● **Written task**: Extract every line in the rows below that contains the word "building", treating uppercase and lowercase letters as distinct.

● **Materials provided**:
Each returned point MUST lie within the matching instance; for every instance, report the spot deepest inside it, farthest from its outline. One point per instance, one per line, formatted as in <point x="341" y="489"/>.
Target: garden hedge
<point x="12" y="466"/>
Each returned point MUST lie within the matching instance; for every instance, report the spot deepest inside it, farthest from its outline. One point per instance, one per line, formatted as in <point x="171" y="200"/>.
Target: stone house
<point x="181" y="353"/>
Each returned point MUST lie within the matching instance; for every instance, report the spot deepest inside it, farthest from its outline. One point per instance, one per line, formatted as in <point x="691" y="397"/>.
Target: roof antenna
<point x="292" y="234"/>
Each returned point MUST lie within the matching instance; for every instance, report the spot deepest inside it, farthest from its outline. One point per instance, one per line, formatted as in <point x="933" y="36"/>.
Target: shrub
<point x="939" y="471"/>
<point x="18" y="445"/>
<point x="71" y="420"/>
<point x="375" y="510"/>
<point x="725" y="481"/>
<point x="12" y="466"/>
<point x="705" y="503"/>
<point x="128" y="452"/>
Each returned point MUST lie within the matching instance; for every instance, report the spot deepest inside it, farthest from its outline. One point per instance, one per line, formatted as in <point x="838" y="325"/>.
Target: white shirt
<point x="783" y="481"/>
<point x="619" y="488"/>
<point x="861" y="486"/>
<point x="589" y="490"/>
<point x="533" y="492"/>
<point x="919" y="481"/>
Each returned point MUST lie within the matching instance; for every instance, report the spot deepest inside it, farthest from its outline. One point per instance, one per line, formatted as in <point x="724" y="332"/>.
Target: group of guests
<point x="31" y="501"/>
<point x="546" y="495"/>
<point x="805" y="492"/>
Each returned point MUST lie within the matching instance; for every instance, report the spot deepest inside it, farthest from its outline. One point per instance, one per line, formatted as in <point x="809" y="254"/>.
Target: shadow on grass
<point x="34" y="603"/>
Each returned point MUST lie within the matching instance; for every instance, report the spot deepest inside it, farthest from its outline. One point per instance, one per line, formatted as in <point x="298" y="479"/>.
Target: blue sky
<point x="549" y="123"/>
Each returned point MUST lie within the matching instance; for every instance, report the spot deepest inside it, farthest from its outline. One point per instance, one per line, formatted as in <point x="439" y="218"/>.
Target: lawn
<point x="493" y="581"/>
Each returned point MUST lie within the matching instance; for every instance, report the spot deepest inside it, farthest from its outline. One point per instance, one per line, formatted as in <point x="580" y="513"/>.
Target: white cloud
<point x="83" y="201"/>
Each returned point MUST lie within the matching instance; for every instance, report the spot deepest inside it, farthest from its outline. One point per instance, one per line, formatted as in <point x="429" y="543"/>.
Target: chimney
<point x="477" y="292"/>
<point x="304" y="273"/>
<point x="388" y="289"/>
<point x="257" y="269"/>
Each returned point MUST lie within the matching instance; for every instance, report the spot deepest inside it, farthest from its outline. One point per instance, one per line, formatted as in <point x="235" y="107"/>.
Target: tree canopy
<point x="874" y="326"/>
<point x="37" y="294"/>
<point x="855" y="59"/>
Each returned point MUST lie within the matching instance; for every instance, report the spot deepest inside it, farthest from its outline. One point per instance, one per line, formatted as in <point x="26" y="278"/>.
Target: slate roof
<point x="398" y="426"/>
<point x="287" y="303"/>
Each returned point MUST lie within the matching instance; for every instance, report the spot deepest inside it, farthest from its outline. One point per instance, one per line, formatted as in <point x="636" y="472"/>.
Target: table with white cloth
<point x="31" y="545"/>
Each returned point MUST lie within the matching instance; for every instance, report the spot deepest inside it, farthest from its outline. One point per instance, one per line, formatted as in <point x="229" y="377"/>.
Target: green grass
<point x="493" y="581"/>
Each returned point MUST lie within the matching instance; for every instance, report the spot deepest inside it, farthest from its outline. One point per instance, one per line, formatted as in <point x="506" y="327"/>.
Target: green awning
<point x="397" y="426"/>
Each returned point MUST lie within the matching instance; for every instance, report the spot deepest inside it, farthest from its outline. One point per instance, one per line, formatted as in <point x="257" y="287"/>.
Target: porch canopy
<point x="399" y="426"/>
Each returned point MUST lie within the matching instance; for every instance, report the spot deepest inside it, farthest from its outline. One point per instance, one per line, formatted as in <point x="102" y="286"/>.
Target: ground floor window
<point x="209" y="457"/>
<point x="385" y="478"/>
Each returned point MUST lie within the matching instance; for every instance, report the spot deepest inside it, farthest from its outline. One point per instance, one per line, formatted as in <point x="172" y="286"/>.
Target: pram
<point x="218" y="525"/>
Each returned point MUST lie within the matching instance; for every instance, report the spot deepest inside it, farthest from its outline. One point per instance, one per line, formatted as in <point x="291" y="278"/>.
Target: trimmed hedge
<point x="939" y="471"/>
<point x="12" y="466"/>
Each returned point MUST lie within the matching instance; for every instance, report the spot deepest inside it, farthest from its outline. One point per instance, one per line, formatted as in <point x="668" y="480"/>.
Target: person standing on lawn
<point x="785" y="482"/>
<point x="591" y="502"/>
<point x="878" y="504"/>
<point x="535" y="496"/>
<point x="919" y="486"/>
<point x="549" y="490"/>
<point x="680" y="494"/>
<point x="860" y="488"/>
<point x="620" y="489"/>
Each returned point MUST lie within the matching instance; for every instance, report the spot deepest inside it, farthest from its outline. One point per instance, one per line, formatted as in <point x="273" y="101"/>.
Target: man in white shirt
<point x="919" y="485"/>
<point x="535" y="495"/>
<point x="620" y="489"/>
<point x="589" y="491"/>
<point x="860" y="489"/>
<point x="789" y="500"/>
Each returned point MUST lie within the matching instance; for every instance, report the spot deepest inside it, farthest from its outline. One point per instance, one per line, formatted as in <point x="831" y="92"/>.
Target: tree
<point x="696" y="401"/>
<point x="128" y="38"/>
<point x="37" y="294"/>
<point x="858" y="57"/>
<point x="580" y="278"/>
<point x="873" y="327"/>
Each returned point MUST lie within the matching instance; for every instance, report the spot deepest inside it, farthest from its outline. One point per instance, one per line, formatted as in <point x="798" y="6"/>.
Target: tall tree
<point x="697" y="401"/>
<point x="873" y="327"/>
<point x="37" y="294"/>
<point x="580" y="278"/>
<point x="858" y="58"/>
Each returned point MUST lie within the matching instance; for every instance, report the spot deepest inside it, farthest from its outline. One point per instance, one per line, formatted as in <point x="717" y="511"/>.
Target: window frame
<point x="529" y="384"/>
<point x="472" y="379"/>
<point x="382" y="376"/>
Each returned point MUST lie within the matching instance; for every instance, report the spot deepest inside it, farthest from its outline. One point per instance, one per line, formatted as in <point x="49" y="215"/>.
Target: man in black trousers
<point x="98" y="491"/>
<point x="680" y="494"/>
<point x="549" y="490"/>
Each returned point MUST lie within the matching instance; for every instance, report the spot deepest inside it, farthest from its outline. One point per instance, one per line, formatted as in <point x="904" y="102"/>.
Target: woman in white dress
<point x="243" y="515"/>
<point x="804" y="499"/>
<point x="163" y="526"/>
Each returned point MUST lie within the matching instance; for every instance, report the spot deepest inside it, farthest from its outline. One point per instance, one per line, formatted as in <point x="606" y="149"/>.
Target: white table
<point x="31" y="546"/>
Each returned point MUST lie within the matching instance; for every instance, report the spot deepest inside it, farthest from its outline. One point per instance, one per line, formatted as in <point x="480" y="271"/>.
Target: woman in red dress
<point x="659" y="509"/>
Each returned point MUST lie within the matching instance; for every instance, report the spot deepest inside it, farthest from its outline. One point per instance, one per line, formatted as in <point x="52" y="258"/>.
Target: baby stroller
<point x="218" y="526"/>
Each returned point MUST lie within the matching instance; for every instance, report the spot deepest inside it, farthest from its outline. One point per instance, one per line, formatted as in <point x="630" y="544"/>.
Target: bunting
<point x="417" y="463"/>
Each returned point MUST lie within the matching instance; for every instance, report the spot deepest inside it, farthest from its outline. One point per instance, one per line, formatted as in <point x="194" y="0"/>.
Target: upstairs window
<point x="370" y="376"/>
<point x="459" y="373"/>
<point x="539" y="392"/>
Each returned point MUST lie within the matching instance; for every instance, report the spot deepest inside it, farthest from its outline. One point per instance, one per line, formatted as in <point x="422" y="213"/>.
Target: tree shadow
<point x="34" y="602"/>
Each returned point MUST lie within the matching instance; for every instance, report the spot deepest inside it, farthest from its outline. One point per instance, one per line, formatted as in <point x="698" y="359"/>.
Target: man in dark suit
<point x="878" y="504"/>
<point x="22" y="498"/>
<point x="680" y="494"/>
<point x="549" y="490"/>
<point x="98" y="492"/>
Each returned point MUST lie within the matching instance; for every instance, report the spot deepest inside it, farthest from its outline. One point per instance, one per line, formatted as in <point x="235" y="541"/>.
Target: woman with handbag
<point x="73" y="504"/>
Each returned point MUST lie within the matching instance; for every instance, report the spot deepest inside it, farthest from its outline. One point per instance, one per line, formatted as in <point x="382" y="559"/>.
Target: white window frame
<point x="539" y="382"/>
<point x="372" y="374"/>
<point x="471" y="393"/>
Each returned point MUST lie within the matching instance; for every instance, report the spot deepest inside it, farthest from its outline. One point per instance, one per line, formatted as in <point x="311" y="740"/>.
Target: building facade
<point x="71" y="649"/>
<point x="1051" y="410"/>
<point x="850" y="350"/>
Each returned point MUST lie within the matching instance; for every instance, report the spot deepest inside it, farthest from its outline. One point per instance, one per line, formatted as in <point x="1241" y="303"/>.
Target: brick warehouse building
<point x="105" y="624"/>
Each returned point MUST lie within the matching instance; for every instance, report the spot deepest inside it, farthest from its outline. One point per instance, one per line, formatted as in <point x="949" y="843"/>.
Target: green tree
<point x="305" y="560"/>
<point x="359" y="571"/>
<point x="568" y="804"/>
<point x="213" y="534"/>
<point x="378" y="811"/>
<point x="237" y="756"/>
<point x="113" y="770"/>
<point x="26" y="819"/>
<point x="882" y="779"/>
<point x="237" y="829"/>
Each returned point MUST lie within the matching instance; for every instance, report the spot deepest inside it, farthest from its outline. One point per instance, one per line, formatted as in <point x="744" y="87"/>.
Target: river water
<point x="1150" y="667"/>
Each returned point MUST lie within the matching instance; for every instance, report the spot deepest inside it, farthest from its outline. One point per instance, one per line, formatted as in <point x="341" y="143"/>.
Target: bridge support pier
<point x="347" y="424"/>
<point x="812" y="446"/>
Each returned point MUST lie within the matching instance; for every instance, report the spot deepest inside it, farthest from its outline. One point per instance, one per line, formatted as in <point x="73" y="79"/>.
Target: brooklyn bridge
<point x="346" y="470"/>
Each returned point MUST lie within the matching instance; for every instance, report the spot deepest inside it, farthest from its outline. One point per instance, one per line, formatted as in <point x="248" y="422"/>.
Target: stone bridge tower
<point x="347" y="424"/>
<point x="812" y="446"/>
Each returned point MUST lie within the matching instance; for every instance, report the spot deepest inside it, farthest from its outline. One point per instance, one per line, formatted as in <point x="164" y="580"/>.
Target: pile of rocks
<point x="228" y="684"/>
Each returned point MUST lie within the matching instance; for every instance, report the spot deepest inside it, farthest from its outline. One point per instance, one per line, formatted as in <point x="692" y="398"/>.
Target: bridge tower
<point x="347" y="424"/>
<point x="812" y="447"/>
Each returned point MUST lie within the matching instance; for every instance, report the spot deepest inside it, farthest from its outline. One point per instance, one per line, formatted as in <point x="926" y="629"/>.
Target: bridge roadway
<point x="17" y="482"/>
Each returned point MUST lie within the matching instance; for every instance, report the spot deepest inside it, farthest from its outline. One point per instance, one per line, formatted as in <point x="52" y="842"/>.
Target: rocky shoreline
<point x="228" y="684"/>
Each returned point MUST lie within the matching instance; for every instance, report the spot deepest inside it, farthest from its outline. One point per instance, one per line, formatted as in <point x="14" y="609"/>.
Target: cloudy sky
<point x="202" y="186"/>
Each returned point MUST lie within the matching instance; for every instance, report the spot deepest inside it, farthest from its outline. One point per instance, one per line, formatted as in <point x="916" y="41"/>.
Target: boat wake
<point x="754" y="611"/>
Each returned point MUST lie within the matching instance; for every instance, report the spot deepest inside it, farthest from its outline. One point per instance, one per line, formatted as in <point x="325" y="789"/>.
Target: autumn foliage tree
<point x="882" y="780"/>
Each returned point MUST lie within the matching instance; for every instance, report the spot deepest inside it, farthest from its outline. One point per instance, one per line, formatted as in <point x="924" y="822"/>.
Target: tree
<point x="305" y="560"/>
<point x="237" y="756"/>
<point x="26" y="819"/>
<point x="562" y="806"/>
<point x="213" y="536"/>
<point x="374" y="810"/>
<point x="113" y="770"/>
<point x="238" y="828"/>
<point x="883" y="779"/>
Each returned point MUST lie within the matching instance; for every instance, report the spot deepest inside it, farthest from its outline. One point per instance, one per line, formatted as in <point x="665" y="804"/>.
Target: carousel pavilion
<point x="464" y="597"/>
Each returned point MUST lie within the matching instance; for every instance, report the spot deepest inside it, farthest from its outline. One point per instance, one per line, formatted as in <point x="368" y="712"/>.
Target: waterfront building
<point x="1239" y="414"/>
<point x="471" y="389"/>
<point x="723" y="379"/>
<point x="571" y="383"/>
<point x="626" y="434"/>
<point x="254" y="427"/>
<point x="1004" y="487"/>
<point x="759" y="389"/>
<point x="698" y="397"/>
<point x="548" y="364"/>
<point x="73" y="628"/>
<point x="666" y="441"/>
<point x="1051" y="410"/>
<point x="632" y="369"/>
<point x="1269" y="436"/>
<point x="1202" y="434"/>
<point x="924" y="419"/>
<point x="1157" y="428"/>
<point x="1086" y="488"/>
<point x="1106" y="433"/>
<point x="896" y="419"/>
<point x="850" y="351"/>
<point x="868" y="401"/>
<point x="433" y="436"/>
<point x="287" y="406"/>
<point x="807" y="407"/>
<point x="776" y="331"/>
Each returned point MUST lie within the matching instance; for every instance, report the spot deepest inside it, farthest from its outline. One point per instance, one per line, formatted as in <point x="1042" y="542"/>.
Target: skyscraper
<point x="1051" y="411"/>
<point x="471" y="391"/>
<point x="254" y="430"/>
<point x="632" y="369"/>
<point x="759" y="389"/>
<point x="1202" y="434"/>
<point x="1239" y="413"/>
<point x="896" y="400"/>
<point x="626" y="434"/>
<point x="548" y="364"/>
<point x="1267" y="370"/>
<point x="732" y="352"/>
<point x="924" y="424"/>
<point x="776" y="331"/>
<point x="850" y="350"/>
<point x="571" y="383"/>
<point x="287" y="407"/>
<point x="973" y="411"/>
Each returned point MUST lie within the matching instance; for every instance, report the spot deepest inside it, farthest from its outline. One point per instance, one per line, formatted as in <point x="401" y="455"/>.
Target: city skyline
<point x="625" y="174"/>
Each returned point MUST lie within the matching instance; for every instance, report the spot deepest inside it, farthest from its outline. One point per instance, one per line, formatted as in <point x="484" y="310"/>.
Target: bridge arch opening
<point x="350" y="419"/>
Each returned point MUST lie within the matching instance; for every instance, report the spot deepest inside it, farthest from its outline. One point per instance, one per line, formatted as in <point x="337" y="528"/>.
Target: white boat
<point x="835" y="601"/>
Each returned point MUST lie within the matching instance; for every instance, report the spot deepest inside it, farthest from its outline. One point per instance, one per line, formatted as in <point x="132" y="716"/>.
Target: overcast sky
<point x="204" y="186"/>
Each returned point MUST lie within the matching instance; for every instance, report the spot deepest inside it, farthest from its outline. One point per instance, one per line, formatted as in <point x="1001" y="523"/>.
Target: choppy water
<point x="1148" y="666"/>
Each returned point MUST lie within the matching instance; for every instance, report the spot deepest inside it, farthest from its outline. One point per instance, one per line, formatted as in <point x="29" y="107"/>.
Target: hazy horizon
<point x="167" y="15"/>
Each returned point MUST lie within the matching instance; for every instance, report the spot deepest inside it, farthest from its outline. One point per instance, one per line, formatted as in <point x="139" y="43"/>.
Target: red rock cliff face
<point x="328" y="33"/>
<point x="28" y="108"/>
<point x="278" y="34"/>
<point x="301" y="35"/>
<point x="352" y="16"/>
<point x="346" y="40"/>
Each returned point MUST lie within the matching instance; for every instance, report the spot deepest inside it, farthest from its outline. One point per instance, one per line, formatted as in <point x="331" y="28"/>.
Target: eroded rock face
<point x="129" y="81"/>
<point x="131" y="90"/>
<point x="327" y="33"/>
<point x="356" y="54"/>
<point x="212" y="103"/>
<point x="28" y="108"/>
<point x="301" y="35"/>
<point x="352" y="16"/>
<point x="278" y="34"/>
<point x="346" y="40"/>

● **Finished exercise**:
Target: building facade
Target: brick warehouse building
Target: waterfront building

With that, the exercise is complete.